Every named element of a workload may be given a description.

tags

Every op template has tags, even if they are auto-assigned from the block and op template names. If you assign explicit tags to an op template, the standard tags are still provided. Thus, it is an error to directly provide a tag named block or name.

bindings

Although bindings are usually defined as workload template level property, they can also be provided directly as an op field property.

op fields

The op property of an op template or ParsedOp is the root of the op fields. This is a map of specific fields specified by the user.

static op fields

Some op fields are simply static values. Since these values are not generated per cycle, they are kept separate as reference data. Knowing which fields are static and which are not makes it possible for developers to optimize op synthesis.

dynamic op fields

Other fields may be specified as recipes, with the actual value to be filled-in once the cycle value is known. All such fields are known as dynamic op fields, and are provided to the op dispenser as a long function, where the input is always the cycle value and the output is a type-specific value as determined by the associated binding recipe.

bind points

This is how dynamic values are indicated. Each bind point in an op template results in some type of procedural generation binding. These can be references to named bindings elsewhere in the workload template, or they can be inline.

capture points

Names of result values to save, and the variable names they are to be saved as. The names represent the name as it would be found in the native driver's API, such as the name userid in select userid from .... In string form statements, users can specify that the userid should be saved as the thread-local variable named userid simply by tagging it like select [userid] from .... They can also specify that this value should be captured under a different name with a variation like select [userid as user_id] from .... This is the standard variable capture syntax for any string-based statement form.

# Data lines

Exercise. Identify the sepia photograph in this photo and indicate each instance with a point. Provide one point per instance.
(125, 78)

# What is asked
1 > From the workload template passage above, set down the stretch from "This is how" through "can be inline.".
2 > Rewrite as a brief bulleted list the paragraph of the workload template passage that begins "Names of result values to save", keeping its main facts.

# Solutions in order
1 >
This is how dynamic values are indicated. Each bind point in an op template results in some type of procedural generation binding. These can be references to named bindings elsewhere in the workload template, or they can be inline.

2 >
- It gives the names of result values to save and the variable names to save them as.
- The names match those in the native driver's API, such as userid in select userid from ....
- In string-form statements, tagging it as select [userid] from ... saves the value as the thread-local variable userid.
- A variation such as select [userid as user_id] from ... captures the value under a different name.
- This is the standard variable capture syntax for any string-based statement form.